__AIM OF THE EXERCISE__.
Search the records for the string "laptop" and copy every line in which it appears.

__Records from a dataset__.
== == ==

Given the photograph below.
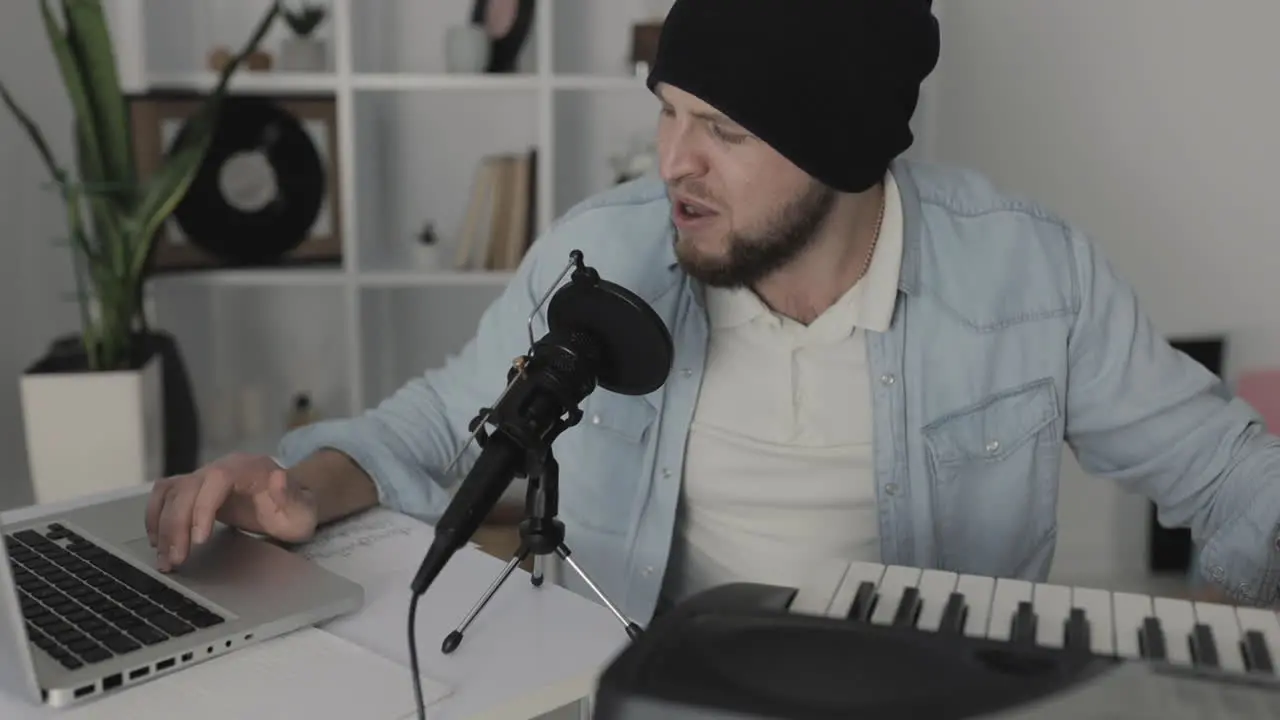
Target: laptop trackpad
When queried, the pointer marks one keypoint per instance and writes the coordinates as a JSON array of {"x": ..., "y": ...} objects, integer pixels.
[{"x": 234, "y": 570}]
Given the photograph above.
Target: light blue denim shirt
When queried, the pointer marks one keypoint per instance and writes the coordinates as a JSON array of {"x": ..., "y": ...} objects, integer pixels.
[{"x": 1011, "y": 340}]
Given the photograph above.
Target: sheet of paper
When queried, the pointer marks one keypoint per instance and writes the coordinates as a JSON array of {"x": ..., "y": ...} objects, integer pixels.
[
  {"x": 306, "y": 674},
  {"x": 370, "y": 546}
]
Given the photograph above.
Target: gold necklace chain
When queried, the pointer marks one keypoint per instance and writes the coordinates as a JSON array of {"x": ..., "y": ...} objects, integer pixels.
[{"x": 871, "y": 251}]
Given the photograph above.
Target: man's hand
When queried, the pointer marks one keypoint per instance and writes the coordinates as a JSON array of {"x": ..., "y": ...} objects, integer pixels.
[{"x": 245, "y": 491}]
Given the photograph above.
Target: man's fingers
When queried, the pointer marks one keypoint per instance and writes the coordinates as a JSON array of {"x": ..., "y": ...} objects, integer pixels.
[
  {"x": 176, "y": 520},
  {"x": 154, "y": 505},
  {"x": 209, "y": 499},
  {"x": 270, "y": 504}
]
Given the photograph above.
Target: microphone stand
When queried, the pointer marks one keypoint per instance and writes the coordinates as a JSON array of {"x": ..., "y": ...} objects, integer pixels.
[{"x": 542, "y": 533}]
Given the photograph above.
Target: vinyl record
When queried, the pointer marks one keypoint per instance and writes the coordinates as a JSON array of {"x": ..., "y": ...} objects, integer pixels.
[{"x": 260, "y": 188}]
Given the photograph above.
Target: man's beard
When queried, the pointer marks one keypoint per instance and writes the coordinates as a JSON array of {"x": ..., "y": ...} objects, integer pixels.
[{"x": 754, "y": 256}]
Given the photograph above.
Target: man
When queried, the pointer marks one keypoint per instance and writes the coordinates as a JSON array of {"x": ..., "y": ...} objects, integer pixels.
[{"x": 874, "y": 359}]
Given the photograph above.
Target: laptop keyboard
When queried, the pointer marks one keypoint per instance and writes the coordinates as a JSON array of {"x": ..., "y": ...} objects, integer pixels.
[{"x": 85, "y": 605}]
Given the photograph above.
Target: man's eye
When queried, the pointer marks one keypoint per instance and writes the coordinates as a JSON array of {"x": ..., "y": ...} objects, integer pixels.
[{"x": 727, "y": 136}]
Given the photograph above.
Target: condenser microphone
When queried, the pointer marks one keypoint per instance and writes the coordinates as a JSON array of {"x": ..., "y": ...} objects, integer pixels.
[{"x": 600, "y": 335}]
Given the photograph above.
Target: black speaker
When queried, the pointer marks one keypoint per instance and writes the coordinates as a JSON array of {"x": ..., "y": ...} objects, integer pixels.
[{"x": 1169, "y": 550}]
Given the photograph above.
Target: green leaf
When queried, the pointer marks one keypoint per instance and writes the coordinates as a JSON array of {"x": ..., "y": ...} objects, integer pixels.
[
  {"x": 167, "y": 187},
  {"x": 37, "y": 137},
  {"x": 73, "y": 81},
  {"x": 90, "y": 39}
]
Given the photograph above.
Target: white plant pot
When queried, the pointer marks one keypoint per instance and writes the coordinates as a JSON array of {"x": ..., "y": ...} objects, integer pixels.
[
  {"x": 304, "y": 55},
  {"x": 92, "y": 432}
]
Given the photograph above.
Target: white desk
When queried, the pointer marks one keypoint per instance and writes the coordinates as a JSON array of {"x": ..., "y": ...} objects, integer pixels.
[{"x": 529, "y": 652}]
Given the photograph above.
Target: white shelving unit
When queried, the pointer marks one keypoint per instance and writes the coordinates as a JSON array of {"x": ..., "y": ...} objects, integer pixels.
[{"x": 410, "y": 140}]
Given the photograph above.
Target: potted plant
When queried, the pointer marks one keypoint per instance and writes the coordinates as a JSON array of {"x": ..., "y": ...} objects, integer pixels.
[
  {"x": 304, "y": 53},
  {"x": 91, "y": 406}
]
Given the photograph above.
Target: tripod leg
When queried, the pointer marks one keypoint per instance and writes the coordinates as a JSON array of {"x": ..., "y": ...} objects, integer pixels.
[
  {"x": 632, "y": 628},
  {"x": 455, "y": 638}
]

== == ==

__ANSWER BOX__.
Target: laptop trackpad
Target: laptop keyboard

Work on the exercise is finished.